[Bounding-box records]
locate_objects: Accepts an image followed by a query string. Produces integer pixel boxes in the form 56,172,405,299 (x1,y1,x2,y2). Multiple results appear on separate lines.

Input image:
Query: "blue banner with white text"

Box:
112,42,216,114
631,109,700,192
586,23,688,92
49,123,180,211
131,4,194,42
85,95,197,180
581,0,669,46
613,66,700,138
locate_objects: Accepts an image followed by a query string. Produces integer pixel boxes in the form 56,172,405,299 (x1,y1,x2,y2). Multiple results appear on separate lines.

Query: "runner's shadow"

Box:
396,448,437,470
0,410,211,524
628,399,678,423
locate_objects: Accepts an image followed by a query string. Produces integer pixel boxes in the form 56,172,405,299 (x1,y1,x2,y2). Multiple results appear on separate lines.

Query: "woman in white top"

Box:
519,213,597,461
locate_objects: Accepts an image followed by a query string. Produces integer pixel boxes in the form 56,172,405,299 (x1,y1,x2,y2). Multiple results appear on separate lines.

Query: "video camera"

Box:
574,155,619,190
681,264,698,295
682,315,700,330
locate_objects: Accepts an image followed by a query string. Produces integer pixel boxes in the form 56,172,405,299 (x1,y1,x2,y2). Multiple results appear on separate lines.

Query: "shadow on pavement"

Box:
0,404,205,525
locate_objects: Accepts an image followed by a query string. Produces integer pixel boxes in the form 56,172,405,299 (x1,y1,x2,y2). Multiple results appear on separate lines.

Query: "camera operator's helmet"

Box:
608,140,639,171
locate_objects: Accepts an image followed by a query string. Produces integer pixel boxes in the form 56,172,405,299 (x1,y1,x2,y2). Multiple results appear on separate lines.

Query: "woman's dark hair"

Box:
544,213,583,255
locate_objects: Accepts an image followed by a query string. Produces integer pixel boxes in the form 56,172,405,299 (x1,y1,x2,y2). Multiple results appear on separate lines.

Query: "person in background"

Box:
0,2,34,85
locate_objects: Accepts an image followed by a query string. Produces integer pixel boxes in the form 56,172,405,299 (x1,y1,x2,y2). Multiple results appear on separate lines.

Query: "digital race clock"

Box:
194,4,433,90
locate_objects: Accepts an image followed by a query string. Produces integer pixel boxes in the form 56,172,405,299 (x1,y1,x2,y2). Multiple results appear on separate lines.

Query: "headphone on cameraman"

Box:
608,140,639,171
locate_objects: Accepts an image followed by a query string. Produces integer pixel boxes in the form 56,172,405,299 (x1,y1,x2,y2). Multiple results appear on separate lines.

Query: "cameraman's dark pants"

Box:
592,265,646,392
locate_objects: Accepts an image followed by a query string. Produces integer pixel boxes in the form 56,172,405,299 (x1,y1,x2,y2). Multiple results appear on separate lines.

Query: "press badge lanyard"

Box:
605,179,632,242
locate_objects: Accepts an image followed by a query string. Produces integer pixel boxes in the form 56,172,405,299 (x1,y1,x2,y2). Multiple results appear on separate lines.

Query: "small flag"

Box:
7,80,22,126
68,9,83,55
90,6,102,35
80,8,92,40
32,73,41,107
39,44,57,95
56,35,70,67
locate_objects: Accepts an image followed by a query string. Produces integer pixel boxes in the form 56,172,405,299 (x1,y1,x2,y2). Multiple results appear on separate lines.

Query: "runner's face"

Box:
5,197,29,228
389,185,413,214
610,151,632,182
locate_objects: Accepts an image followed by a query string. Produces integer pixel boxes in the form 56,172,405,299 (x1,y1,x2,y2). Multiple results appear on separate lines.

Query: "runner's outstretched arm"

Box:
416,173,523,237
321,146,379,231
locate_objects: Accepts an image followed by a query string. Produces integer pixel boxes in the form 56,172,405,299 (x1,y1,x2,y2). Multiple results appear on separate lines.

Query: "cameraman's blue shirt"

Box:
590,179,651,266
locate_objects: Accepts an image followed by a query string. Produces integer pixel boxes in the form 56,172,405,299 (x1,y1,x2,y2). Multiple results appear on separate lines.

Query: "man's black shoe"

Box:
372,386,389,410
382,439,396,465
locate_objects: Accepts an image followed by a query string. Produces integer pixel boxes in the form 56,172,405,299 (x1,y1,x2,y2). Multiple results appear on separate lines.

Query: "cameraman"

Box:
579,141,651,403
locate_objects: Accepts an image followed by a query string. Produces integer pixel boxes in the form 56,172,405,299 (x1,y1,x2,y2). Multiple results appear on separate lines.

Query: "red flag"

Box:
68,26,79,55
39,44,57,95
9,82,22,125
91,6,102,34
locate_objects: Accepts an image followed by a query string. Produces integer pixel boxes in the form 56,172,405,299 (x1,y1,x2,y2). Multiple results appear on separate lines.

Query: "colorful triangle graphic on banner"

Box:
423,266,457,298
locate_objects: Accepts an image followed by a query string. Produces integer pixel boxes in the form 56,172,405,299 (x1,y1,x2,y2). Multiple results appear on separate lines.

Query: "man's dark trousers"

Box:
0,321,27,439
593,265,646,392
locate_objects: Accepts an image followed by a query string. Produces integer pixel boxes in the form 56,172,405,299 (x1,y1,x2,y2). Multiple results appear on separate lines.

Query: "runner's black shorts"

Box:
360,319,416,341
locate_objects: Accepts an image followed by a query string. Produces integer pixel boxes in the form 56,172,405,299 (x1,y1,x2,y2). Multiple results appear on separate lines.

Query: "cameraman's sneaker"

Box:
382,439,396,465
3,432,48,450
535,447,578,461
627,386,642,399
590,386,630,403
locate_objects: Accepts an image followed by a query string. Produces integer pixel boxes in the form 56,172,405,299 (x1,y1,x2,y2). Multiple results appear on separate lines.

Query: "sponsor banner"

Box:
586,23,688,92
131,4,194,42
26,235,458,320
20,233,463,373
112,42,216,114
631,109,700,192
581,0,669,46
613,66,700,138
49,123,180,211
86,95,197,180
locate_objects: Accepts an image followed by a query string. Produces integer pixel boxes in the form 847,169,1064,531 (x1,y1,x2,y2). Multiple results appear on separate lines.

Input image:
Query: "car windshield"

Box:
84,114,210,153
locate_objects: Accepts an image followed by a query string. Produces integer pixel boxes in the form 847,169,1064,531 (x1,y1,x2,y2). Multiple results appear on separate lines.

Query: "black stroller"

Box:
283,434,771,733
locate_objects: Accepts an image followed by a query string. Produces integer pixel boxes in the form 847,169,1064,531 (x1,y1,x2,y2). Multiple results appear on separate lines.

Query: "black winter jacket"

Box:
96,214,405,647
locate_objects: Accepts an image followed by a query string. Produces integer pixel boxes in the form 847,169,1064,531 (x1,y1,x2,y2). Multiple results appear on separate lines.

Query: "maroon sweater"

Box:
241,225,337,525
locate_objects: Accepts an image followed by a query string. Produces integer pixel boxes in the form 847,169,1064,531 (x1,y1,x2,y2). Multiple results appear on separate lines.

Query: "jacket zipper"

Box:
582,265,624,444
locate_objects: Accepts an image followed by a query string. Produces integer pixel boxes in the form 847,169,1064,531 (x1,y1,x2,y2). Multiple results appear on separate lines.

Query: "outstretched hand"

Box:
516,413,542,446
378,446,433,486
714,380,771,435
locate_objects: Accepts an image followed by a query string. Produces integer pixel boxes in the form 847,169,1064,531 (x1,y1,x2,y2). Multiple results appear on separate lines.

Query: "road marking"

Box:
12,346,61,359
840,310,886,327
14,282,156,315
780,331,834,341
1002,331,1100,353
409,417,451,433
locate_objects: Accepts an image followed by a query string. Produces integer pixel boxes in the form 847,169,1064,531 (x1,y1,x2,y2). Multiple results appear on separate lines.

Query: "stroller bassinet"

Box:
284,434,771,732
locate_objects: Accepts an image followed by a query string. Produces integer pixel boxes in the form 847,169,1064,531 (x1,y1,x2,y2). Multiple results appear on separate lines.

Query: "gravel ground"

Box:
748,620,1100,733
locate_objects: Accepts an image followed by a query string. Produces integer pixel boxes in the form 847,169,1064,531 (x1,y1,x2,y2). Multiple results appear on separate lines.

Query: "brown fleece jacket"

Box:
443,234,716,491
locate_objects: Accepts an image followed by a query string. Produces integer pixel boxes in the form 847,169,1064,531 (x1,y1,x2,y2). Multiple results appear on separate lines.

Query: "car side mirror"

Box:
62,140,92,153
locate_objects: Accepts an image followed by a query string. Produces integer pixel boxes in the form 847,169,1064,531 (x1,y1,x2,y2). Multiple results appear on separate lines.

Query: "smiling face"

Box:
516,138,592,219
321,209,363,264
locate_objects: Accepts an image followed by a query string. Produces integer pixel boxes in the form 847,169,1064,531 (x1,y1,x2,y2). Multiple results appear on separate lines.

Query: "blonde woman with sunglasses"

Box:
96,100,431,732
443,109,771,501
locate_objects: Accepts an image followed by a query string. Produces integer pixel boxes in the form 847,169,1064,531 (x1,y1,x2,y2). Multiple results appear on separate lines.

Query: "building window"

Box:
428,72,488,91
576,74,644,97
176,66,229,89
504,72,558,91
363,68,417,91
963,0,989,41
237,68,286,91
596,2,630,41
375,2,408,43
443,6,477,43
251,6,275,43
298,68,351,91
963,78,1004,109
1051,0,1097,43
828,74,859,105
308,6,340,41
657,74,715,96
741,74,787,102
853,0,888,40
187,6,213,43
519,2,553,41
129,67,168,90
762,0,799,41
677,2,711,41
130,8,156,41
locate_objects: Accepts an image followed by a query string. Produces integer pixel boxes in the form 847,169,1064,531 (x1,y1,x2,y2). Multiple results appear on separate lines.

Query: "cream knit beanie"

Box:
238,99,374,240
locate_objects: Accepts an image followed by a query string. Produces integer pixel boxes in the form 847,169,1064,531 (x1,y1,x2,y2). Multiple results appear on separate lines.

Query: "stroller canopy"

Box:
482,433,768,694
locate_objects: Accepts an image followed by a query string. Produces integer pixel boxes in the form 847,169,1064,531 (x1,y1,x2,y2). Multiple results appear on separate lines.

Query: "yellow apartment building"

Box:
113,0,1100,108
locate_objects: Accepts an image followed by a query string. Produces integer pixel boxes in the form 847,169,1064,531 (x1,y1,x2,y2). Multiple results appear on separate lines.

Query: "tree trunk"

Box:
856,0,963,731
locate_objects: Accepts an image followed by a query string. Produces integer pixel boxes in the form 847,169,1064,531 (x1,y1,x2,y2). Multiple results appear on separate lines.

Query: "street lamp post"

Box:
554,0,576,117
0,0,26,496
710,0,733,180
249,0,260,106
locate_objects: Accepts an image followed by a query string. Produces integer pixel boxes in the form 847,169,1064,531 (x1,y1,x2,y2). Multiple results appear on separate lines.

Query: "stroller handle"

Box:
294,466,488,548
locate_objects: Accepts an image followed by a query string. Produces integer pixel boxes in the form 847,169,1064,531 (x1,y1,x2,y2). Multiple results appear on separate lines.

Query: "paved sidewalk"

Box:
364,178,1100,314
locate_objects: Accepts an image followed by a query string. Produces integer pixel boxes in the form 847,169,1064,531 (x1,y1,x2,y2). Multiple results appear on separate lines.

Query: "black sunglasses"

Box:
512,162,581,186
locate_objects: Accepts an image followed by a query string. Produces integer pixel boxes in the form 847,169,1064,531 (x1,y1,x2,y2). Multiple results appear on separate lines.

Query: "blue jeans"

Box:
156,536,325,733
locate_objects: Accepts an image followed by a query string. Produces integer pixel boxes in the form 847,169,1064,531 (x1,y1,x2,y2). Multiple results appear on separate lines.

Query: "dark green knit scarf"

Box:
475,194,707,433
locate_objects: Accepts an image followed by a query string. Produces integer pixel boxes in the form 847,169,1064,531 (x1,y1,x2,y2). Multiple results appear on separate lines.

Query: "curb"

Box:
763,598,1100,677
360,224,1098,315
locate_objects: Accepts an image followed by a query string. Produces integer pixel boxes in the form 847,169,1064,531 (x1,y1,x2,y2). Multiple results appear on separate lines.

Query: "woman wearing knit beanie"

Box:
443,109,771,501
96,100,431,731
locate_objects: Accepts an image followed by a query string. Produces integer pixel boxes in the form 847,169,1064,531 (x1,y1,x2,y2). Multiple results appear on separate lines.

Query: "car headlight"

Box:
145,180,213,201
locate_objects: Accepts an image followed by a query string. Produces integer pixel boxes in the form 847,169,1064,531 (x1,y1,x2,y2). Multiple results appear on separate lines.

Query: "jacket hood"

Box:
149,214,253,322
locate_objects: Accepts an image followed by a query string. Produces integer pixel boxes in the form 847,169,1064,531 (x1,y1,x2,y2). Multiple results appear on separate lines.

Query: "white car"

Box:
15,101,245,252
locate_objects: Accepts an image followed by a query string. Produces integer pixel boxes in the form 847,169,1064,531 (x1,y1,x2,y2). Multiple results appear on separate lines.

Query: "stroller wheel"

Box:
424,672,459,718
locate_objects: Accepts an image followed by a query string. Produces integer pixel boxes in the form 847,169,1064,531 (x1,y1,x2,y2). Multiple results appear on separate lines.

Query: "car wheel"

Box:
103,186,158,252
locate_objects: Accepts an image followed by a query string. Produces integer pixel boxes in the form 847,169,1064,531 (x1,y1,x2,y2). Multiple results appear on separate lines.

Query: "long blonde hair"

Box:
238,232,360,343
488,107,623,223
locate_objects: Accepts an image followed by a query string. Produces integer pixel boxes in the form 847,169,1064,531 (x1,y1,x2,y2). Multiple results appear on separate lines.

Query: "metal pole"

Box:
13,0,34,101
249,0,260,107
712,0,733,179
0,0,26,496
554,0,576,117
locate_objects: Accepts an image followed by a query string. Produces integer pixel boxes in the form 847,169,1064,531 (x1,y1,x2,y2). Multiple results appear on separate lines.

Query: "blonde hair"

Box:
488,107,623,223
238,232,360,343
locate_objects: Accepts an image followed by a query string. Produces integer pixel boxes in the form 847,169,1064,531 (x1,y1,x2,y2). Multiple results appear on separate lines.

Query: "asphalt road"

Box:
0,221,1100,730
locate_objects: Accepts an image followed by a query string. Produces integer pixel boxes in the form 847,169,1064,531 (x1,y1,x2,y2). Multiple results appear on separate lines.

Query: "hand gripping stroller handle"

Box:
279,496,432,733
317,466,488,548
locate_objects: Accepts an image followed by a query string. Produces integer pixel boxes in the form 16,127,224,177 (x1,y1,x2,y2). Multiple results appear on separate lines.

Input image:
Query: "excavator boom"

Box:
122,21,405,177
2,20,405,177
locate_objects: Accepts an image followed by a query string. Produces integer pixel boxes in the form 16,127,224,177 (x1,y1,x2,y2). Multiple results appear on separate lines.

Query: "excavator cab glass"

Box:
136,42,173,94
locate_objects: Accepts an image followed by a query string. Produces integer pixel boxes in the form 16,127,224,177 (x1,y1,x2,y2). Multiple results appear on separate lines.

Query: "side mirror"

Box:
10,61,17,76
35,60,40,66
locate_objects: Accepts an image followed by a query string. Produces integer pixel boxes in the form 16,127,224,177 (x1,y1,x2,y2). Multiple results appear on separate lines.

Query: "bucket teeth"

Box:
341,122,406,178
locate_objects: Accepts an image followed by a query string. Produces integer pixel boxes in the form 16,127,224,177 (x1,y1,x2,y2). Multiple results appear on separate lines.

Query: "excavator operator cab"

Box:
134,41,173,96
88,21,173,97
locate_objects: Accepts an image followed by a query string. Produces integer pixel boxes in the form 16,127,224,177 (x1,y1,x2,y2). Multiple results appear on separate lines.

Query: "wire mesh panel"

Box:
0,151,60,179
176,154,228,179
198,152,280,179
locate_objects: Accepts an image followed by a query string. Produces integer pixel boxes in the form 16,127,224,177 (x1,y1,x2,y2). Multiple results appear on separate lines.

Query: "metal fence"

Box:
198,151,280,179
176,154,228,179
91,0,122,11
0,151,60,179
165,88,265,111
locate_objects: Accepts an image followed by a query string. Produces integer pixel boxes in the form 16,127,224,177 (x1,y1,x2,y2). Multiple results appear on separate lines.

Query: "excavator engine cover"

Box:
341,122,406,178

[Task description]
Repeat the rows verbatim, from the first line of the rows through the line containing "682,315,700,330", including both of those lines.

[Written reply]
locate_objects: Accepts an image followed by a query string. Produces integer pixel boxes in the form 56,172,405,299 (x1,y1,x2,y2). Multiple results appear on separate lines.

Input image:
Query: "blue banner with white text"

Box:
112,42,216,114
631,109,700,192
586,23,688,92
49,123,180,211
131,4,194,42
85,95,197,180
581,0,669,46
613,66,700,138
locate_objects: Accepts an image followed by a query string. Produces integer pixel boxes in the form 56,172,405,299 (x1,y1,x2,y2). Multiple results appear on separate lines.

Query: "runner's shadow"

Box:
396,448,437,470
0,410,211,524
628,399,678,423
locate_objects: Accepts an image followed by a query string. Produces integer pixel boxes in the form 56,172,405,299 (x1,y1,x2,y2). Multiple results appear on separate lines.

Query: "woman in white top"

Box:
519,213,597,461
locate_objects: Accepts an image followed by a query string. Produces integer pixel boxes in the form 56,172,405,299 (x1,y1,x2,y2). Multiple results appear on separate lines.

Query: "video camera"

Box:
574,155,619,190
681,264,698,295
682,315,700,330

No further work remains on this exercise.